- DATA LISTING

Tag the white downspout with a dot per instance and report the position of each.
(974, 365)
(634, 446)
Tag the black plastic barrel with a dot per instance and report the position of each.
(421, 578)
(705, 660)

- WHAT TO WORK ON
Return the listing above word for word.

- WRITTEN RESPONSE
Tag the white downspout with a dot per instance and report the position of each.
(974, 365)
(634, 446)
Tag the black plastic barrel with a dot per instance and report the position of each.
(421, 578)
(705, 660)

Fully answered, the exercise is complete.